### PAGE TEXT ###
# Ladino



## Mikk

Hi everybody!
Last month I was in the opening of an art exhibition in a gallery in England. There the artist told us a short history about herself: born in Greece from Albanian? Parents or something.
The question is she said her parents spoke "latdino", an ancient language now outdated which she claimed to be some sort of combination between early Spanish and Latin....
I was very curious about it, but can't find nowhere information about it...
Has anybody heard about that language? Did it really exist?


----------



## Jana337

Wasn't it Ladino, the language of Sephardic Jews? Latdino is almost certainly misspelled.

Jana


----------



## Mikk

hi Jana!
yes...it's actually the ladino.
It seems very interesting!
does anybody speak it here? or do you know anybody who use it?


----------



## ireney

I think that (at least in Greece) no one really speaks it any more (which is very sad if you ask me)
### STORED ROWS ###
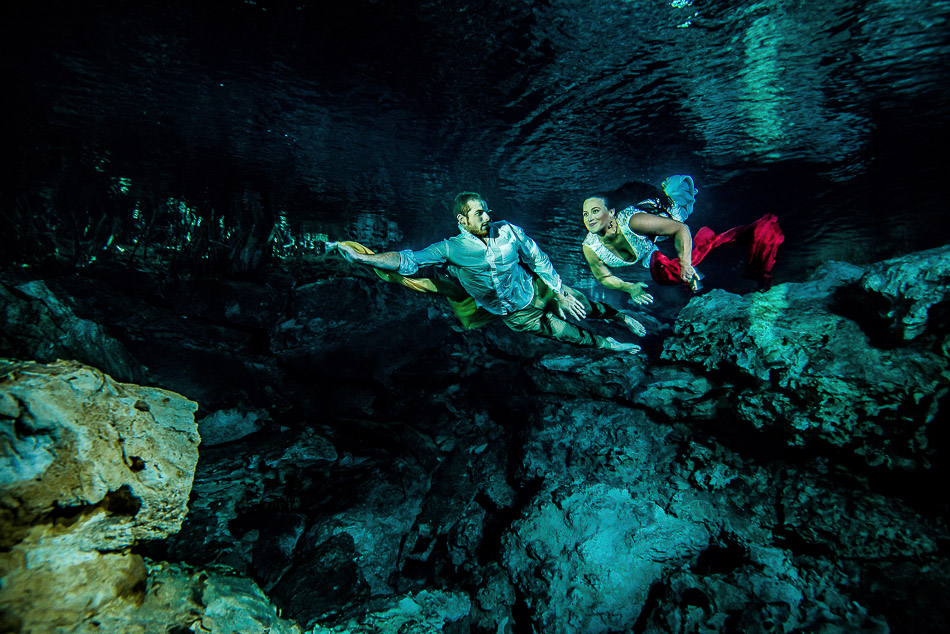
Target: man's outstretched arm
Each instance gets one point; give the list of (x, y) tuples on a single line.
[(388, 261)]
###
### STORED ROWS ###
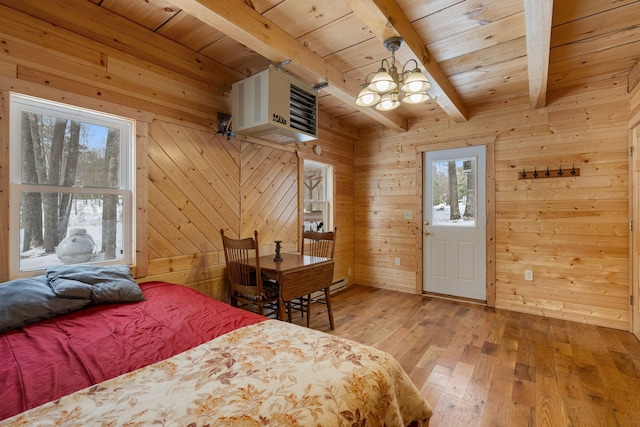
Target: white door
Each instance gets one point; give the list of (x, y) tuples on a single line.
###
• **TO-DO LIST**
- A) Answer these from the Ladino thread:
(i) Where was the gallery that held the art exhibition?
(ii) According to Jana337, whose language was Ladino?
(iii) In ireney's view, who still speaks Ladino in Greece?
- B) Rewrite the Ladino thread between "Hi everybody!" and "it really exist?", inclusive, with "gallery" changed to "museum".
- C) Write the next part of the Ladino forum thread, starting after its last post.

• **EXPECTED OUTPUTS**
- A)
(i) In England.
(ii) The Sephardic Jews.
(iii) No one really speaks it any more.

- B)
Hi everybody!
Last month I was in the opening of an art exhibition in a museum in England. There the artist told us a short history about herself: born in Greece from Albanian? Parents or something.
The question is she said her parents spoke "latdino", an ancient language now outdated which she claimed to be some sort of combination between early Spanish and Latin....
I was very curious about it, but can't find nowhere information about it...
Has anybody heard about that language? Did it really exist?

- C)
You may find the following URL interesting
http://www.kis.gr/home_en.html


----------



## Jana337

We've had a thread about it; please use the search function to locate it. No member of the forum speaks it actively as far as I know. Speakers of Romance languages, Spanish in particular, have a high chance of understanding it.

Jana


----------



## Mikk

Thanks ireney and Jana!


----------



## mansio

If you are interested to hear Ladino you can listen to the many songs that have been recorded in that language.


----------



## cirrus

If you go to this link you can hear programs in ladino. They call it djudeo espanyol. Radio Exterior - Web oficial - RTVE.es

"La Emision "SEFARAD" en lingua Djudeo-espanyola, es un programa aparejado por Matilda i Rajel Barnatan, ke destaka la fruchiguoza erensia ke guadraron los djudios de Espanya, i ke la grande parte se yevaron kon sí a las sivdades onde se aresentaron enturando el Mediterráneo , kontinuando kon este universo kultural."

What I don't know is what script ladino was originally written in.  Did they use hebrew, arabic or roman script?


----------



## Whodunit

cirrus said:
			
		

> What I don't know is what script ladino was originally written in. Did they use hebrew, arabic or roman script?


 
In the link given by Jana, you can find this:


> Today, Ladino is most commonly written with the Latin alphabet, especially in Turkey. However, it is still sometimes written in the Hebrew alphabet (especially in Rashi characters), a practice that was very common, possibly almost universal, until the 19th Century (and called aljamiado, by analogy with Arabic usage.) Although the Greek and Cyrillic alphabets have been employed in the past, this is rare nowadays.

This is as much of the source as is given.